Could you copy out all of the records below exactly, leaving out every picture?

Start of Block

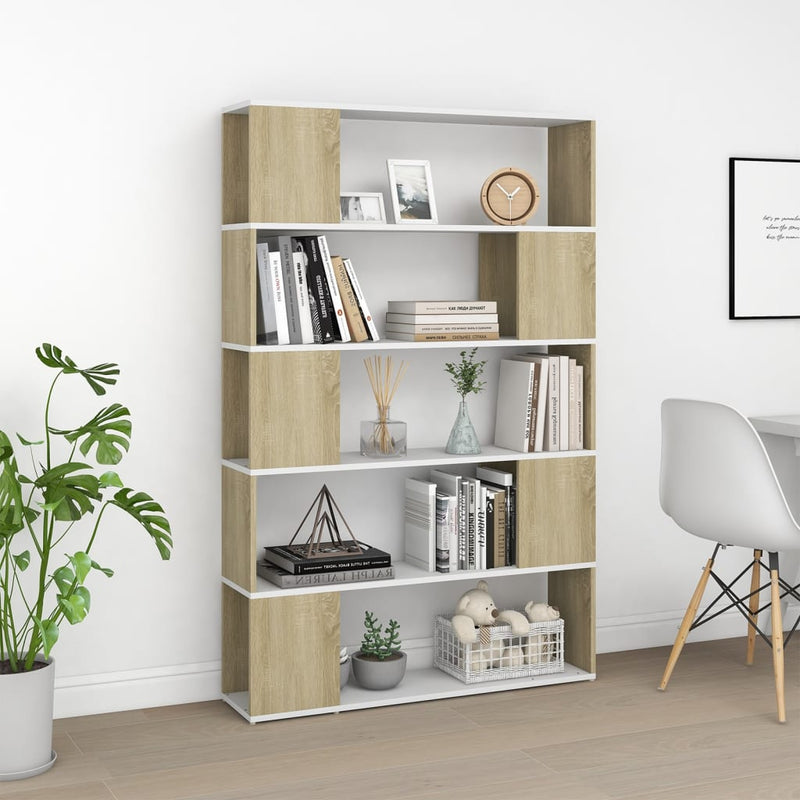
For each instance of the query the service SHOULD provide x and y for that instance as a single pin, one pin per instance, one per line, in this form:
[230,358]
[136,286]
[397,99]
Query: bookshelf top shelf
[399,114]
[404,575]
[417,457]
[397,344]
[389,227]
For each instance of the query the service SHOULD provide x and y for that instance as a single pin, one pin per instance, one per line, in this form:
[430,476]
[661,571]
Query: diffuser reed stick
[384,382]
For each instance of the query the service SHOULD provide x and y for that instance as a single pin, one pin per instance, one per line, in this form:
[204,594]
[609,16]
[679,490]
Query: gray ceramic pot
[26,736]
[378,674]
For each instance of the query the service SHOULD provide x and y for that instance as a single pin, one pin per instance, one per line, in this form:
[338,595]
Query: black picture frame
[764,238]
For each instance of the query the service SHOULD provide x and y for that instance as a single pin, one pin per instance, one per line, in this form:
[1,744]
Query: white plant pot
[26,733]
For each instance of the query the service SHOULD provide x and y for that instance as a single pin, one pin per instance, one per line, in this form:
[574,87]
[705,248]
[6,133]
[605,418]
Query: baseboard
[145,688]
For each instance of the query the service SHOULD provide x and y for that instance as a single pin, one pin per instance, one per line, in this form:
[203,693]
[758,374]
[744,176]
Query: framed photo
[362,207]
[411,188]
[764,238]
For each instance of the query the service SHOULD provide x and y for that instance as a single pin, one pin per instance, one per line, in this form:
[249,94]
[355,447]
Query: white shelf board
[418,685]
[396,344]
[405,575]
[411,227]
[399,114]
[417,457]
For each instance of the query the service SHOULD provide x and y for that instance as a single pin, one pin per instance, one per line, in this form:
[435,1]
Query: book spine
[278,297]
[284,248]
[358,331]
[442,319]
[442,307]
[341,332]
[362,301]
[319,299]
[326,565]
[287,581]
[579,404]
[463,327]
[444,337]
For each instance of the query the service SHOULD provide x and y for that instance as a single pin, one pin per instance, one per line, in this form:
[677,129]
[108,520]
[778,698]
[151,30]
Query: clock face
[509,196]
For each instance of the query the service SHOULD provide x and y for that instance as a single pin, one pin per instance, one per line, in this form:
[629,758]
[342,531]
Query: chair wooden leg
[688,619]
[754,601]
[777,636]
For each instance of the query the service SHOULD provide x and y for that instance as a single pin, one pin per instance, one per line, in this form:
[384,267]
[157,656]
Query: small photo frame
[764,238]
[362,207]
[411,188]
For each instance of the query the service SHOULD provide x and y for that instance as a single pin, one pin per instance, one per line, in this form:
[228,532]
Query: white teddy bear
[476,609]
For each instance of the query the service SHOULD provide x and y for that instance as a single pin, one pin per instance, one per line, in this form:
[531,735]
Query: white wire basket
[498,654]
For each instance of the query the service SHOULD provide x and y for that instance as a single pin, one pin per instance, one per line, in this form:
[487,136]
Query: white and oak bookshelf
[282,407]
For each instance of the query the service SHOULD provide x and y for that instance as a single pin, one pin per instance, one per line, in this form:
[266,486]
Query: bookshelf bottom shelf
[418,685]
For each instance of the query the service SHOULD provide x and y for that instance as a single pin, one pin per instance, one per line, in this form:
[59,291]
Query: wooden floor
[713,734]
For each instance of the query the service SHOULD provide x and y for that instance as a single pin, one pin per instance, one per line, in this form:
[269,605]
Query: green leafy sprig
[466,374]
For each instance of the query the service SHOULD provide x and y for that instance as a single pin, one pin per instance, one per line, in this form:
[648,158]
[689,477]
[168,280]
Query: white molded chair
[717,482]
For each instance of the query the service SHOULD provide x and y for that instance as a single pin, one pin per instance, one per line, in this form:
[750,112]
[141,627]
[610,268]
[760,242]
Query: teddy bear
[476,608]
[538,647]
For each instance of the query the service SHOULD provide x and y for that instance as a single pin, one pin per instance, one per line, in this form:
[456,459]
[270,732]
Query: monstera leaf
[148,513]
[109,429]
[66,494]
[52,356]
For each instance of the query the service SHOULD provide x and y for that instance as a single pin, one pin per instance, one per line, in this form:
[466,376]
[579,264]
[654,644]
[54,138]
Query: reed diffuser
[383,437]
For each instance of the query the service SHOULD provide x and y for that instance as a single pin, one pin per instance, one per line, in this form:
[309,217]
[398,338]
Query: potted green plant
[380,663]
[465,376]
[43,578]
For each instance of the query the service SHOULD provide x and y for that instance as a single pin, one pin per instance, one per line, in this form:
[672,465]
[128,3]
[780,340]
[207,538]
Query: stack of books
[308,296]
[458,521]
[442,320]
[539,403]
[290,566]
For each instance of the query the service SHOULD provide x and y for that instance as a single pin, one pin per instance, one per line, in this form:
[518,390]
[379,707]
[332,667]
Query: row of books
[442,320]
[539,403]
[290,566]
[308,296]
[456,522]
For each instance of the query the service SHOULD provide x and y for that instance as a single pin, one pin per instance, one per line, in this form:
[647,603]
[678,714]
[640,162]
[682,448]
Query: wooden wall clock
[509,196]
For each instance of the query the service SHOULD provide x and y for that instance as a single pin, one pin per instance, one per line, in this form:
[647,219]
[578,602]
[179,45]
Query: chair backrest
[717,480]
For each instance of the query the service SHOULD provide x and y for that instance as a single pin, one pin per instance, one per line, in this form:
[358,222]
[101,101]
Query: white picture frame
[362,207]
[411,190]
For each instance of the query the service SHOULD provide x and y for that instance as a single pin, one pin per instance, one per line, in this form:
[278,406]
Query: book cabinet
[290,413]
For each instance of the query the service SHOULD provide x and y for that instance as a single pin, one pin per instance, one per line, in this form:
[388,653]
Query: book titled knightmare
[332,558]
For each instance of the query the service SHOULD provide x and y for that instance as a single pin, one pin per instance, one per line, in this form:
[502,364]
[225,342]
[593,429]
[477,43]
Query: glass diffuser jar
[383,437]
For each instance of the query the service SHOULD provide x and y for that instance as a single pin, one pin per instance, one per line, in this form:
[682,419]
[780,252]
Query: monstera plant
[59,497]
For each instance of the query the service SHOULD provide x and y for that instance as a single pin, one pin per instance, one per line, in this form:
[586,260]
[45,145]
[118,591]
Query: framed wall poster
[411,189]
[764,238]
[362,207]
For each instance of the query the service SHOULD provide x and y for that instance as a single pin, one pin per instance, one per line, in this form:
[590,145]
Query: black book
[333,558]
[318,292]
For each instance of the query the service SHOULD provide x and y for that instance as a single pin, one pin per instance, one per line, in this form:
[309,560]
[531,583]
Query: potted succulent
[465,375]
[380,663]
[43,576]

End of Block

_PROBLEM SOLUTION:_
For each instance of the query the service SHOULD provide x and y for that instance as a single pin, one pin per instance, one per line, in this form:
[230,358]
[136,286]
[397,99]
Query: bookshelf top shelf
[399,114]
[404,575]
[417,457]
[397,344]
[389,227]
For each instance of the query the service SHOULD provide x and y for that instance as a single pin, one pin per instance, one per line, in this form:
[430,476]
[661,571]
Query: diffuser reed stick
[384,382]
For each instance of the query the service SHOULD provide x and y for that instance as a single pin, one pin per instance, one per line, in this form:
[204,594]
[609,16]
[679,490]
Query: gray ceramic pot
[26,736]
[378,674]
For each instance of the query the service SHOULD provide x and y for that instance as a single pin, one pin per instance, one per line, in this form:
[338,595]
Query: black picture frame
[764,238]
For each instance of the query the service SHOULD provide x and y for that instance as a single pin, one pin per instance, one per line, in this form:
[1,744]
Query: white plant pot
[26,733]
For each instance of the query the service SHOULD provide x and y for that instance as a single pin, one pin per instance, one per line, in this form:
[574,87]
[705,248]
[6,133]
[605,418]
Query: baseboard
[145,688]
For each instance of the query the service SHOULD provide x and y for that instance as a single pin, one pin per instance, one per line, in this form:
[203,693]
[758,374]
[744,176]
Query: framed photo
[362,207]
[411,188]
[764,238]
For each instance of the query the service SHOULD provide x and y for that instance as a single pin, one pin per instance, one per line, in this form:
[249,94]
[355,447]
Query: white shelf board
[418,685]
[396,344]
[405,575]
[411,227]
[399,114]
[417,457]
For each instance of the query the service SHOULD provide x and y for that instance as a single pin, one pin per instance, one per line, in this form:
[435,1]
Query: book spine
[278,297]
[284,248]
[358,331]
[442,319]
[442,307]
[341,332]
[362,301]
[319,299]
[326,565]
[287,581]
[579,404]
[463,327]
[444,337]
For each instance of the query the service SHOULD provide x and y for that instance as a single pin, one pin per instance, one per line, in this form:
[677,129]
[108,520]
[778,698]
[151,30]
Query: clock face
[509,196]
For each instance of the query the service SHOULD provide x and y for that instance as a single pin, one pin per instance, one per line, in this form:
[629,758]
[342,531]
Query: chair wooden leg
[688,619]
[754,601]
[777,636]
For each instance of the query the service SHOULD provide x and y for that instance as a single pin, one pin per instance, one per line, in this form:
[384,267]
[157,656]
Query: small photo frame
[764,238]
[362,207]
[411,188]
For each instance of the query the service SHOULD provide x and y for that instance as a single pin, one pin per instance, one per line, in this form:
[228,532]
Query: white teddy bear
[476,609]
For each instance of the query the service SHOULD provide x and y for that instance as a single pin, one pin per instance, one per line, in this form:
[531,735]
Query: white wire basket
[498,654]
For each instance of the query the service SHOULD provide x and y for that instance as a single pin, one pin per instance, one per line, in this form:
[487,136]
Query: white and oak bookshelf
[282,407]
For each instance of the query the service SHOULD provide x and y for that instance as a single pin, one pin per instance, one per line, in this form:
[266,486]
Query: bookshelf bottom shelf
[418,685]
For each instance of the query the service SHOULD provide x and y for that instance as a single pin, one pin per instance, one per line, in this form:
[59,291]
Query: wooden floor
[713,734]
For each instance of the query the service SHOULD provide x and y for that instance as a single pin, one pin per instance, one per line, in this form:
[269,605]
Query: green leafy sprig
[466,374]
For each instance of the query the service SHOULD provide x and y for that instance as a single pin, one pin per instance, one per line, in this form:
[648,158]
[689,477]
[168,280]
Query: white molded chair
[717,482]
For each instance of the query the service SHOULD provide x and y for that instance as a single pin, one pin per instance, one per line, in this form:
[750,112]
[141,627]
[610,268]
[760,242]
Query: teddy bear
[476,608]
[538,647]
For each instance of the query the service SHOULD provide x and y for that instance as a single pin, one pin per instance, one per line, in this form:
[456,459]
[270,732]
Query: monstera leaf
[148,513]
[109,429]
[66,494]
[52,356]
For each instance of the query the service SHOULD provide x and y for that instance as a single pin, one pin per instance, one per line, in this form:
[466,376]
[579,264]
[654,644]
[54,138]
Query: reed diffuser
[383,437]
For each instance of the query the service SHOULD provide x and y for that instance as a single pin, one pin per instance, one per line, in this form:
[309,217]
[398,338]
Query: potted green plant
[380,663]
[465,376]
[43,578]
For each instance of the query the service SHOULD provide x and y for that instance as a single pin, one pin per instance, one per line, in this form:
[672,465]
[128,3]
[780,340]
[207,538]
Query: stack of books
[308,296]
[458,521]
[442,320]
[539,403]
[290,566]
For each instance of the query the service SHOULD provide x and y for that instance as a single pin, one pin per instance, one per line, in this form:
[518,390]
[379,707]
[332,667]
Query: row of books
[442,320]
[539,403]
[290,566]
[308,296]
[456,522]
For each instance of the query the service SHOULD provide x and y for that instance as a single pin, one pin per instance, one per line, in this form:
[647,603]
[678,714]
[640,162]
[682,448]
Query: wooden wall clock
[509,196]
For each instance of the query the service SHOULD provide x and y for that instance as a single pin, one pin per instance, one per line, in this form:
[647,219]
[578,602]
[179,45]
Query: chair backrest
[717,480]
For each instance of the query the service SHOULD provide x and y for that instance as a single pin, one pin per instance, one per line, in this form:
[358,222]
[101,101]
Query: white picture frame
[362,207]
[411,190]
For each instance of the query the service SHOULD provide x and y for that instance as a single pin, one pin per instance, one per line, in this form:
[278,406]
Query: book cabinet
[290,413]
For each instance of the query the service SHOULD provide x and y for that instance as a single pin, one pin per instance, one per line, in this form:
[388,653]
Query: book titled knightmare
[332,558]
For each instance of the query the service SHOULD provide x and y for that instance as a single pin, one pin per instance, one per line, in this form:
[502,364]
[225,342]
[593,429]
[477,43]
Query: glass diffuser jar
[383,437]
For each instance of the query the service SHOULD provide x and y for that instance as a single pin, one pin per instance, one per line, in this form:
[682,419]
[780,252]
Query: monstera plant
[59,497]
For each instance of the query the service SHOULD provide x and y for that instance as a single pin, one pin per instance, one per line, in this form:
[586,260]
[45,145]
[118,591]
Query: framed wall poster
[411,189]
[764,238]
[362,207]
For each instance of the query the service SHOULD provide x and y for that instance as a single pin, one pin per instance, one per line, in this form:
[590,145]
Query: black book
[333,558]
[318,292]
For each instance of the query the service SHOULD provide x and y for that instance as a single pin, one pin per instance, one per line, in this form:
[309,560]
[531,583]
Query: potted succulent
[465,375]
[380,663]
[43,576]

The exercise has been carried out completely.